## start Data to process
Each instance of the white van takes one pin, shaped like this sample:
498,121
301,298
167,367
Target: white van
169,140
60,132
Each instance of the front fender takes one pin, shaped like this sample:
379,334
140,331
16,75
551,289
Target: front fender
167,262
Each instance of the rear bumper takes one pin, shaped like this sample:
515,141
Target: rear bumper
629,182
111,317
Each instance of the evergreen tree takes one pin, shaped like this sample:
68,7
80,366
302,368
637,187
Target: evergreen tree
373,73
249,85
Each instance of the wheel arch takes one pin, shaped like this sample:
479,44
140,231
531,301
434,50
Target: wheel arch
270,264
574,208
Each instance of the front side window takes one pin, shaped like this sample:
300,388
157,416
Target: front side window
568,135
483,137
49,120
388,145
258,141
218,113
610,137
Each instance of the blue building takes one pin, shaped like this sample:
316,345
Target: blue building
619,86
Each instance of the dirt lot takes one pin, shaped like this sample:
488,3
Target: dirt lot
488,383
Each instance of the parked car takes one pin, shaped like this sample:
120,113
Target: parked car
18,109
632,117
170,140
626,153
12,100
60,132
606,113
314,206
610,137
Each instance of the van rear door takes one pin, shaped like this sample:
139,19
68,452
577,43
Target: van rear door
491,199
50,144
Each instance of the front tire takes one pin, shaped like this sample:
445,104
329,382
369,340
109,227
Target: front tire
## end Data to process
**Stated problem**
Repeat the data in its entirety, character for character.

**Exercise solution**
Each instance of the white van takes one pin, shaped like this sample:
498,121
301,298
167,367
Target: white van
169,140
60,132
Each instance of the front fender takes one pin, shaped like this sample:
379,334
140,331
16,75
551,289
Target: front fender
167,262
Each instance of the rear bumper takes one pin, shaped like this sample:
515,141
Target: rear bumper
629,182
111,317
Each instance of the evergreen tree takes one pin, shaped like this sample:
68,7
80,366
302,368
637,187
Target: evergreen tree
373,73
249,85
Each instance of the wheel arch takes one pin, shaped like this sample:
479,44
140,231
531,301
434,50
Target: wheel arch
270,264
574,208
Each instance of the front side window takes one pin, shaped like this sample:
300,388
157,416
Target: front side window
568,135
483,137
49,120
388,145
258,141
218,113
610,137
Each instance of the blue building takes one pin, shaped like this sample:
316,345
Target: blue building
619,86
Each instance of the dirt lot takes one pin, shaped like this sample:
488,3
Target: dirt lot
488,383
Each instance of the parked car takes one pin, shaped like this sample:
120,113
Target: parked car
18,109
632,117
170,140
626,153
12,100
60,132
606,113
314,206
610,137
Each instance of the van rear door takes one pin, shaped like this sample:
139,19
68,452
577,43
Target: van rear door
491,199
50,144
Each instance of the front tire takes one pin, shaped like this sample:
445,104
329,382
369,340
109,227
Target: front tire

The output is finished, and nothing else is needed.